### Exercise
Go through the listing below, count the lines that contain "engine", and state the number alone.

### Material for this exercise

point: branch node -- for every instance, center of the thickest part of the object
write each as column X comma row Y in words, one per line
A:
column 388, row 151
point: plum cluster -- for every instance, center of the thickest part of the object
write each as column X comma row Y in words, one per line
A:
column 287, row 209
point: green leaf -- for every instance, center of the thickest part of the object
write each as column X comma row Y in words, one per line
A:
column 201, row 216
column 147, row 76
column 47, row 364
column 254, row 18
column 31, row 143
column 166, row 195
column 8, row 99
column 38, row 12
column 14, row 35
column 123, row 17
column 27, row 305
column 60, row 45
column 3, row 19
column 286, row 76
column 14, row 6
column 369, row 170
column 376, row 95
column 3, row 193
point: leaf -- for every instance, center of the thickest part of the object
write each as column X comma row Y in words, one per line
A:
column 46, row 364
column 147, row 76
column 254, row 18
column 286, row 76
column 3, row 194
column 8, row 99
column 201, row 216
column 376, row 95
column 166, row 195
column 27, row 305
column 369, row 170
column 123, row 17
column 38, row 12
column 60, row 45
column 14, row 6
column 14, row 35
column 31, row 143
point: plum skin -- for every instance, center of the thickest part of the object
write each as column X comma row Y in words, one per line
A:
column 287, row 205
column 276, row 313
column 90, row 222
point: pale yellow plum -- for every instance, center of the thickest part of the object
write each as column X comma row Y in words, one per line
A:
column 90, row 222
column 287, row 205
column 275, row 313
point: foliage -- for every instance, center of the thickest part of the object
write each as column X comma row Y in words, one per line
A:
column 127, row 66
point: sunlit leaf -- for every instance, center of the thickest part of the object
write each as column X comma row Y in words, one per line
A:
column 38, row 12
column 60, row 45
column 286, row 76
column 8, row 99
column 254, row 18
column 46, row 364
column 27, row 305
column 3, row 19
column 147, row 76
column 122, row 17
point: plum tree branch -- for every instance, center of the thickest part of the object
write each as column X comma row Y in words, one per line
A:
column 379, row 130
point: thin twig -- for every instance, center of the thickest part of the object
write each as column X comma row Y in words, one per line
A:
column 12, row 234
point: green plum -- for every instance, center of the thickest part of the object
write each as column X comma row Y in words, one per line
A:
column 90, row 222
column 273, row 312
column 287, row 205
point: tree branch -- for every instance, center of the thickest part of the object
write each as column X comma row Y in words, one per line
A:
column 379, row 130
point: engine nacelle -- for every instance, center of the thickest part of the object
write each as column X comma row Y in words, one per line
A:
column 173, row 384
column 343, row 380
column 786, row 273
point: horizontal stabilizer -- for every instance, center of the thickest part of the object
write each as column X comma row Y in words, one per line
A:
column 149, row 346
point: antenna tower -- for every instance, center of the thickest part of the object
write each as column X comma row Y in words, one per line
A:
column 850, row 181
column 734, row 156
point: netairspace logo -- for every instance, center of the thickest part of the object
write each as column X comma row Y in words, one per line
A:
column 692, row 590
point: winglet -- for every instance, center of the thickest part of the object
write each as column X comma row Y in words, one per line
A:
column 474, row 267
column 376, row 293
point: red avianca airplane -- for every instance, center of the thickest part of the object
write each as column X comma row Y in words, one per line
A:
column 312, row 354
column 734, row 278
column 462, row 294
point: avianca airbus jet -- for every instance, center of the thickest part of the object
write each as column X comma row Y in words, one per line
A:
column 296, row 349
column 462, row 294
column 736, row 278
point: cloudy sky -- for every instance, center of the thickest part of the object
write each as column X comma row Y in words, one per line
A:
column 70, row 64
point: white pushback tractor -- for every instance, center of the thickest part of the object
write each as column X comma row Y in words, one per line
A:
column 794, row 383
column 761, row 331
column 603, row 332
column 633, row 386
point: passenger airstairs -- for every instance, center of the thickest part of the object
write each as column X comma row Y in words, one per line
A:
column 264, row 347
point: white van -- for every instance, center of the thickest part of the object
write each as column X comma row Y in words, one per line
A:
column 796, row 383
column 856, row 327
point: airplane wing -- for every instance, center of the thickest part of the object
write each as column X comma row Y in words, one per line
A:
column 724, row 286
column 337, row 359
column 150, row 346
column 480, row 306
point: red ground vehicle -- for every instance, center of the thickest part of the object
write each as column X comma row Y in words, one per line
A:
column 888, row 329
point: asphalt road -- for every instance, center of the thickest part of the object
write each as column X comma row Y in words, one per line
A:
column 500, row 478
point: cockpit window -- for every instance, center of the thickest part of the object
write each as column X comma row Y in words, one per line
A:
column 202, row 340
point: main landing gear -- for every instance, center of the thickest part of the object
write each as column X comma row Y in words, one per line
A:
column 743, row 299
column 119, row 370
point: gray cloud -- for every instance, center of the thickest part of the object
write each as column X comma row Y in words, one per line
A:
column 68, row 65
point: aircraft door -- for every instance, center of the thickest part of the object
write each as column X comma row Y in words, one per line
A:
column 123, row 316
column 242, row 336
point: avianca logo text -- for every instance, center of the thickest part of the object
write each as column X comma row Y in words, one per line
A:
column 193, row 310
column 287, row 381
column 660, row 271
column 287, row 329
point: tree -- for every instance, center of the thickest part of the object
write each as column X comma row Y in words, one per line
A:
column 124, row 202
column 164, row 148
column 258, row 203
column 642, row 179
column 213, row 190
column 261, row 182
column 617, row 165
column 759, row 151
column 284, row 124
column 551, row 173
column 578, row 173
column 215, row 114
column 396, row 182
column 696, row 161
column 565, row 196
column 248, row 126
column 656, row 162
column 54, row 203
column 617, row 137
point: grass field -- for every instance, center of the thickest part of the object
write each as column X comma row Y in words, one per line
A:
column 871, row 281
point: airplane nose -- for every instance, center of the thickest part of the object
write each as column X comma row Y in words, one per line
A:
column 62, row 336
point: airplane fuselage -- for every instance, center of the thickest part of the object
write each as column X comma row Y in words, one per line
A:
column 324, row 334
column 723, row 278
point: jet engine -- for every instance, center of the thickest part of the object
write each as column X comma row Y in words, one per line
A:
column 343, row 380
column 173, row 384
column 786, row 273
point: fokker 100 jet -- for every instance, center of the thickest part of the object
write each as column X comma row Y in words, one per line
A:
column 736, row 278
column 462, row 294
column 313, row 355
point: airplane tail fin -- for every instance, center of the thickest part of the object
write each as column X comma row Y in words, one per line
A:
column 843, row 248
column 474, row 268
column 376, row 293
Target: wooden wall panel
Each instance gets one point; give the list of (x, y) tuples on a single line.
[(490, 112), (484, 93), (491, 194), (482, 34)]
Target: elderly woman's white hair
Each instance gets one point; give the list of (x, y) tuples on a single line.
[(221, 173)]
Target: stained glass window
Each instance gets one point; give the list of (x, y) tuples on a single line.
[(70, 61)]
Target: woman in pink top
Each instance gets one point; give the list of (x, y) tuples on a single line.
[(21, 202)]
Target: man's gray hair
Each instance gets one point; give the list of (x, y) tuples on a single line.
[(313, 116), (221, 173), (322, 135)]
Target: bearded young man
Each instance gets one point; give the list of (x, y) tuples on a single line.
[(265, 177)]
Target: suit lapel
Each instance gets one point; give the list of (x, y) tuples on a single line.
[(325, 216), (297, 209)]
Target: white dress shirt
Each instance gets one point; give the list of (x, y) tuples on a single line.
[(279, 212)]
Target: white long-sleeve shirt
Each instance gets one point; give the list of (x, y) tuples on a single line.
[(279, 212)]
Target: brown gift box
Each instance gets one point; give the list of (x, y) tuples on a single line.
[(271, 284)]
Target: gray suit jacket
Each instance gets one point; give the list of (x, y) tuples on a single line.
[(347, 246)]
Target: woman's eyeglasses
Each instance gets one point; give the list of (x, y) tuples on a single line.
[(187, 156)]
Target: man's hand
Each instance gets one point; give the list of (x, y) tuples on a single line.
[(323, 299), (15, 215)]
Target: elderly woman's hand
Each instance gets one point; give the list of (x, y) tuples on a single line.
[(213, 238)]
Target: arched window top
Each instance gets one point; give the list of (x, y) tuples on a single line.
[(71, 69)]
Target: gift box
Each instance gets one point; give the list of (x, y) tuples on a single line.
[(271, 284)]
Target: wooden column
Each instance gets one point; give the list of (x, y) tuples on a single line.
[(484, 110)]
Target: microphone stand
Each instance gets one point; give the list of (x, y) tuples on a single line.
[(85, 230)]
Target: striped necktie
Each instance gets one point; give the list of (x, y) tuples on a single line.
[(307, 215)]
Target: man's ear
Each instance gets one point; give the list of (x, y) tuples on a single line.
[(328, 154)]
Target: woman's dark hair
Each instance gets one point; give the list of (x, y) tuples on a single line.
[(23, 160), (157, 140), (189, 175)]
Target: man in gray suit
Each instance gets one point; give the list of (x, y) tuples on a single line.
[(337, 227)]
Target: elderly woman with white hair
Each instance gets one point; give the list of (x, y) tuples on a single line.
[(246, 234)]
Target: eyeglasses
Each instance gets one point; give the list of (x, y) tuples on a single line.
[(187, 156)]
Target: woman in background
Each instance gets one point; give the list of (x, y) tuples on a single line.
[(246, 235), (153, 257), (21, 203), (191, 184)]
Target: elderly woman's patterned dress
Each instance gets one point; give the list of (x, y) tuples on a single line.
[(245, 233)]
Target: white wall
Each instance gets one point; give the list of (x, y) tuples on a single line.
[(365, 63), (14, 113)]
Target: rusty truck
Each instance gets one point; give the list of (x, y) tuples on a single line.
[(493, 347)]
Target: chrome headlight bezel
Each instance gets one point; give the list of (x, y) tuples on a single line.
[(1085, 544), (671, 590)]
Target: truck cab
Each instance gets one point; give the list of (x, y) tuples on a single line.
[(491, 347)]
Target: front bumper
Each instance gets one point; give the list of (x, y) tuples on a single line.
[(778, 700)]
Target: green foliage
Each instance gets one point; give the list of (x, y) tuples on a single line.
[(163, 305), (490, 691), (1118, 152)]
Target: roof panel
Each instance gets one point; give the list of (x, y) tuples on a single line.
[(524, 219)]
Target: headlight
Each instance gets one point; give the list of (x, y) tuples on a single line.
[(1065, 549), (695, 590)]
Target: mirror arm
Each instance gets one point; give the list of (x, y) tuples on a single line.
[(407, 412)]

### Task result
2